### Your instructions
Pick each line containing the word "white" out of the data below.

### Data for processing
==========

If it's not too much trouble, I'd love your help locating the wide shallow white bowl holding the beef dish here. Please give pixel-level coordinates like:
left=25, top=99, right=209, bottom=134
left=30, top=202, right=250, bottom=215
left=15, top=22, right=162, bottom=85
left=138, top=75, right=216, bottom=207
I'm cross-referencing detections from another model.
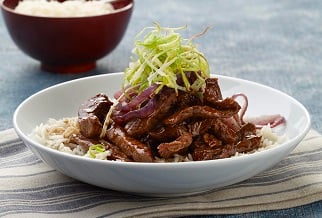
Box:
left=13, top=73, right=310, bottom=196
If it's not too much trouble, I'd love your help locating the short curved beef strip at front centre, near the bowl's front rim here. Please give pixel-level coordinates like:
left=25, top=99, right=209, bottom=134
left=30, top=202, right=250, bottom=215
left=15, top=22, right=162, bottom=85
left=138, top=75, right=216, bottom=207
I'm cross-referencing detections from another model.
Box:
left=158, top=133, right=192, bottom=158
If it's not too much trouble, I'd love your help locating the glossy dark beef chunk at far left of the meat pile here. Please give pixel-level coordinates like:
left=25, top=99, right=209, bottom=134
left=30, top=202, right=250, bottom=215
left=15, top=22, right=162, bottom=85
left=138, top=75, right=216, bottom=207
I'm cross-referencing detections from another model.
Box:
left=78, top=94, right=113, bottom=138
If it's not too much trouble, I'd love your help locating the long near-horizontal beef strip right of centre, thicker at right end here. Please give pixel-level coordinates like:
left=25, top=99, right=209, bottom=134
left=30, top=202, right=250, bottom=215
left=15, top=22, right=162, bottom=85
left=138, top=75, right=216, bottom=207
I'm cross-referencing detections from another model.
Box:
left=163, top=99, right=240, bottom=125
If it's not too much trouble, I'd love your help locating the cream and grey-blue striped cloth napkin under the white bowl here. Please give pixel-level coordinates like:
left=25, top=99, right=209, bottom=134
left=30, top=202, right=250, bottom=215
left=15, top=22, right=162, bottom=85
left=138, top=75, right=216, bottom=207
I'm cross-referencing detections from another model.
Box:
left=0, top=129, right=322, bottom=218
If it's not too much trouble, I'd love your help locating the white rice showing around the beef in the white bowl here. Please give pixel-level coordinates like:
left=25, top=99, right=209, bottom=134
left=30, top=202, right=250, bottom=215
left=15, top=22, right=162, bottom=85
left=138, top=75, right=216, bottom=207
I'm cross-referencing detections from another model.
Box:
left=30, top=117, right=287, bottom=162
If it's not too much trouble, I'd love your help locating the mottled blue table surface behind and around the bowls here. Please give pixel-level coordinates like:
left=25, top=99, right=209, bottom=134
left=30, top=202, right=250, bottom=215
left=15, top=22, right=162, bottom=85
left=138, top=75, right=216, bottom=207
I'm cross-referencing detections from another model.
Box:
left=0, top=0, right=322, bottom=217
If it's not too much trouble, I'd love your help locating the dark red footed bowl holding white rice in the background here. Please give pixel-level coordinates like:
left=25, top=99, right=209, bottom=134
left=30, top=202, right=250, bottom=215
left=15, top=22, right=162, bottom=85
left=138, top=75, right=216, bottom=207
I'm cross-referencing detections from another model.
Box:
left=1, top=0, right=134, bottom=73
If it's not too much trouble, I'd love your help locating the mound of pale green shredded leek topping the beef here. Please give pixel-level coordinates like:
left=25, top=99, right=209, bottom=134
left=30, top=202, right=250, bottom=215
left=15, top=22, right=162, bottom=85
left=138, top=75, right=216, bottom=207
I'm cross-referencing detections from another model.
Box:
left=123, top=23, right=210, bottom=92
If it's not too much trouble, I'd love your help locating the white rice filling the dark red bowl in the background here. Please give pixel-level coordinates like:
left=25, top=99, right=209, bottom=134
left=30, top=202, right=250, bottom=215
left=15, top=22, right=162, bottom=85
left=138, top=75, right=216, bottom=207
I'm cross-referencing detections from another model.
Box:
left=15, top=0, right=114, bottom=17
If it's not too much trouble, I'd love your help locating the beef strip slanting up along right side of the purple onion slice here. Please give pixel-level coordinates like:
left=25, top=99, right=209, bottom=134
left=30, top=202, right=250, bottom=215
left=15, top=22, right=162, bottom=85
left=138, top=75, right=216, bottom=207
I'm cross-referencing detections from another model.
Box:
left=125, top=88, right=177, bottom=137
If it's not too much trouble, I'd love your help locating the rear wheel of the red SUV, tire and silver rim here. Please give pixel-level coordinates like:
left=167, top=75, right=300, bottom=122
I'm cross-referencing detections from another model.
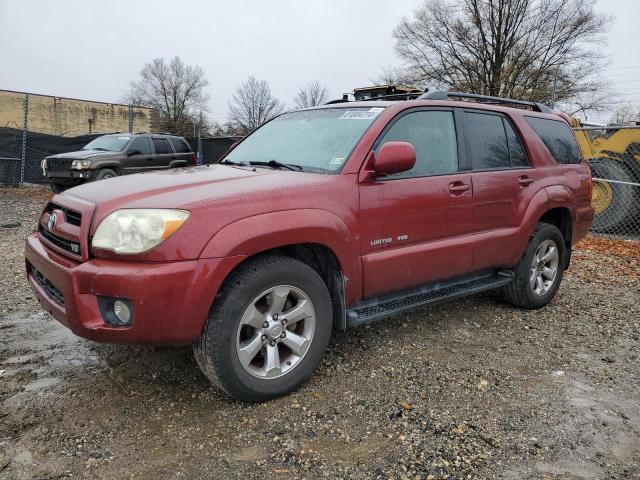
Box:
left=502, top=223, right=567, bottom=309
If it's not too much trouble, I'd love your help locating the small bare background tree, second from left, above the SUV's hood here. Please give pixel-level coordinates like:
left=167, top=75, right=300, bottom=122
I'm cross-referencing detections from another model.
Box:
left=229, top=77, right=284, bottom=134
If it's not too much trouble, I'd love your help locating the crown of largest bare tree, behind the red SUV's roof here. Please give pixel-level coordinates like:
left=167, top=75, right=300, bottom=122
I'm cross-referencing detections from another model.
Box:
left=393, top=0, right=610, bottom=109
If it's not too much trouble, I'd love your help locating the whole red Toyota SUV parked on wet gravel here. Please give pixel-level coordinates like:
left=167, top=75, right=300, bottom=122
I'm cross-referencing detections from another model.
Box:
left=25, top=92, right=593, bottom=401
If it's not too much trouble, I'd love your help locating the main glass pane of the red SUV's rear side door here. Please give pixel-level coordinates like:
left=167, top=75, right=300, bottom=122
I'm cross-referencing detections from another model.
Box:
left=465, top=112, right=511, bottom=170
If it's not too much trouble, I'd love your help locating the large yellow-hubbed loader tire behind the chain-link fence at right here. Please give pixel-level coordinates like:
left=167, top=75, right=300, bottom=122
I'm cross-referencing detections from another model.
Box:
left=589, top=159, right=640, bottom=233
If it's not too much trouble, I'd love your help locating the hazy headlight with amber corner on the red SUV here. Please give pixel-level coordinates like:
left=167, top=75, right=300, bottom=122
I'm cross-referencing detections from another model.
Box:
left=91, top=209, right=189, bottom=253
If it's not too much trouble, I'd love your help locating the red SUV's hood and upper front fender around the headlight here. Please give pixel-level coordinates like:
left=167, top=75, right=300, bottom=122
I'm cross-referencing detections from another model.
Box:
left=60, top=164, right=358, bottom=261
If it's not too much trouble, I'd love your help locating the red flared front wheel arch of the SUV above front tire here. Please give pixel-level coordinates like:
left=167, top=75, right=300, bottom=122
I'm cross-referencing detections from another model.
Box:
left=200, top=209, right=362, bottom=304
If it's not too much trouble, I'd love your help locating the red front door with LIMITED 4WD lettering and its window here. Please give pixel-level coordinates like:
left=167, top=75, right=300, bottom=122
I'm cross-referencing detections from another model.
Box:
left=359, top=108, right=473, bottom=298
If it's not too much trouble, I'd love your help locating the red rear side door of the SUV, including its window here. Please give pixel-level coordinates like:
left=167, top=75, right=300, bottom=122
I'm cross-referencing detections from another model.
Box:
left=464, top=110, right=539, bottom=270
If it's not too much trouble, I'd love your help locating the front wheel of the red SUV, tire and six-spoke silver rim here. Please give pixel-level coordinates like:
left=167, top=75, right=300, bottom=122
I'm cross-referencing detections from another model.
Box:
left=194, top=255, right=333, bottom=402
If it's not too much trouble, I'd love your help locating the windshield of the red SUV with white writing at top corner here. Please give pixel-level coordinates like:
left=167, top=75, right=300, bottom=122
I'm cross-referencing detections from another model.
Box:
left=223, top=107, right=384, bottom=172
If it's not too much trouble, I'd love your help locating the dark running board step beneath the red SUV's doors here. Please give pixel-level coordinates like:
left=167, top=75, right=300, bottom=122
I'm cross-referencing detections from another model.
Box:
left=347, top=270, right=513, bottom=327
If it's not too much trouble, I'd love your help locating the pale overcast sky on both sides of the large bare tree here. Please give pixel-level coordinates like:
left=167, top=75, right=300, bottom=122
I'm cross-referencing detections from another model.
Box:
left=0, top=0, right=640, bottom=121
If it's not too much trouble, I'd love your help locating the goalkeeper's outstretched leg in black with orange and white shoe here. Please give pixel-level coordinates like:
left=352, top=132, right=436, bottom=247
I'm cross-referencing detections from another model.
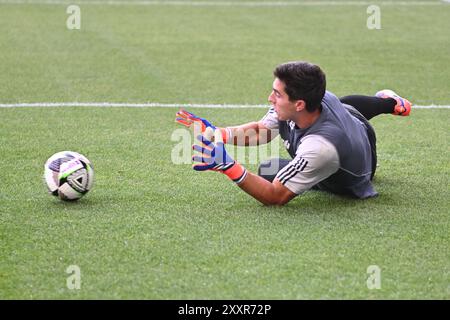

==========

### Your solution
If it's not too much trouble, I'd love your help locating the wide shallow white bowl holding the beef dish here. Please give pixel-level coordinates like:
If it's not too much trouble, I'd love your help locating the cream and grey-blue striped cloth napkin under the white bowl here. Please give pixel-level coordinates like:
If it's not too much trouble, I'd love your help locating the white rice showing around the beef in the white bowl here. Please give pixel-level coordinates like:
If it's not too much trouble, I'd love your help locating the dark red footed bowl holding white rice in the background here. Please give pixel-level coordinates like:
If it's not too much trouble, I'd love your help locating the white rice filling the dark red bowl in the background here. Please give pixel-level coordinates like:
If it's not too much trouble, I'd love your help locating the windshield of the red SUV with white writing at top corner here. Please give pixel-level coordinates like:
If it's not too much trouble, I'd love your help locating the goalkeeper's outstretched leg in black with orange and white shoe here. Please give pixel-level coordinates like:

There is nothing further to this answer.